A FAZER:
Reproduza o texto sobre Alphonsus de Guimaraens, tudo de "Não é acidental" até "de prostração religiosa.", trocando "Mariana" por "Sabará".

TRECHO SELECIONADO:
:::::
Miguel Sanches Neto
Cidades mortas -
Um Cânone Tropical 10
14.06.2001
O elemento
distintivo da poesia de Alphonsus de Guimaraens (1870-1921) é a
solidão, um conceito que ultrapassa as questões geográficas, devendo
ser entendido na sua acepção metafísica: o homem é por essência um
ser solitário devido à distância intransponível entre seu corpo e
sua alma, cabendo-lhe viver em forma de lenda os seus desígnios mais
íntimos.
Não é acidental
o fato de o poeta ter nascido em Ouro Preto e vivido em Mariana e
outras cidades do interior mineiro, afastando-se do país que se
modernizava. Com este isolamento ele conseguiu dar status medieval
às velhas cidades barrocas, uma espécie de correspondência urbana
para as tendências noturnas de sua lírica mística: “Noites de luar
nas cidades mortas, / casas que lembram Jerusalém” (p.102). Esta
Minas habitada extemporaneamente é uma pátria destacada do Brasil
que se entregava ao materialismo de seu destino social. Neste
universo, a igreja é o elemento geográfico central e a vida da alma
se sobrepõe à do corpo, vivendo a população à sombra dos tempos
idos, das grandezas perdidas e das pessoas desaparecidas, num
profundo estado de prostração religiosa.
:::::
DADOS GUARDADOS:

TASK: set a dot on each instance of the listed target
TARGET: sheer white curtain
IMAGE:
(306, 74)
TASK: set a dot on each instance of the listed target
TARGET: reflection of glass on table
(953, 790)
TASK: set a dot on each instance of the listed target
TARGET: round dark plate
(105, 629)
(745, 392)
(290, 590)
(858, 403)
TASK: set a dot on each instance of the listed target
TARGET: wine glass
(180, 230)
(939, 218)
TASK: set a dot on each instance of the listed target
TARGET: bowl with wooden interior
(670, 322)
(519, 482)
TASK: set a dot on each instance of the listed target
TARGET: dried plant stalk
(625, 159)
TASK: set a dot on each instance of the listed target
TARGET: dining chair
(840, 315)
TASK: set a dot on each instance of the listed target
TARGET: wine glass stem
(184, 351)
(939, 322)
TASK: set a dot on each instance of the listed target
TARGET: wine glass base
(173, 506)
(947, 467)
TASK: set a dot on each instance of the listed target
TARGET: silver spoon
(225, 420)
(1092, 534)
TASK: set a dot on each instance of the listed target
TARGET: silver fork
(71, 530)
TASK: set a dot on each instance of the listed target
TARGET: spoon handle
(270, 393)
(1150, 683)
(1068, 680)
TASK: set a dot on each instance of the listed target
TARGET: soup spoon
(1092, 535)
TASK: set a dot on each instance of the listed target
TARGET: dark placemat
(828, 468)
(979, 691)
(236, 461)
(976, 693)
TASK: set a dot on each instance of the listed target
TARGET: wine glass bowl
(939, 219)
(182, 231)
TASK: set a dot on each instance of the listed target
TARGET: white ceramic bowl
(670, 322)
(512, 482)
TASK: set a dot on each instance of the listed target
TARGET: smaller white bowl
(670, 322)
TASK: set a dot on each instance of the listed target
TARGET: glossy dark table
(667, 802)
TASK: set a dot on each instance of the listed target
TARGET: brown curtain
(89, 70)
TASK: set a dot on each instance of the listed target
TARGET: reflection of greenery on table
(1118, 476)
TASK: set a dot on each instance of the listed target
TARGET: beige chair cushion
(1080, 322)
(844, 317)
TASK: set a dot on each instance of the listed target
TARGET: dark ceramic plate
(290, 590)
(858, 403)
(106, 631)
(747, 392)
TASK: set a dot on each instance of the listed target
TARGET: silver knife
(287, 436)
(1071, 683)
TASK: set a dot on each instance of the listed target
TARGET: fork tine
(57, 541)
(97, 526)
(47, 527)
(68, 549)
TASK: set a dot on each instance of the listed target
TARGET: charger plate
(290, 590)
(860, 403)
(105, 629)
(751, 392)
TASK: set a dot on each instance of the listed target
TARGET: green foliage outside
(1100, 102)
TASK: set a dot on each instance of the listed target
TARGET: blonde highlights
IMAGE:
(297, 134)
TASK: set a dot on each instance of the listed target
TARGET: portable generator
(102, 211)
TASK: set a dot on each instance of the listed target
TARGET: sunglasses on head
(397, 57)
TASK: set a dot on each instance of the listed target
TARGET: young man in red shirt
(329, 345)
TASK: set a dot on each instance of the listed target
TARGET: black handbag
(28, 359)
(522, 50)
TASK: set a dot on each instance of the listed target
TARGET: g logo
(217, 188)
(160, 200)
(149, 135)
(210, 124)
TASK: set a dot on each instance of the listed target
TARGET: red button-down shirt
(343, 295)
:::::
SOLUÇÃO:
Não é acidental
o fato de o poeta ter nascido em Ouro Preto e vivido em Sabará e
outras cidades do interior mineiro, afastando-se do país que se
modernizava. Com este isolamento ele conseguiu dar status medieval
às velhas cidades barrocas, uma espécie de correspondência urbana
para as tendências noturnas de sua lírica mística: “Noites de luar
nas cidades mortas, / casas que lembram Jerusalém” (p.102). Esta
Minas habitada extemporaneamente é uma pátria destacada do Brasil
que se entregava ao materialismo de seu destino social. Neste
universo, a igreja é o elemento geográfico central e a vida da alma
se sobrepõe à do corpo, vivendo a população à sombra dos tempos
idos, das grandezas perdidas e das pessoas desaparecidas, num
profundo estado de prostração religiosa.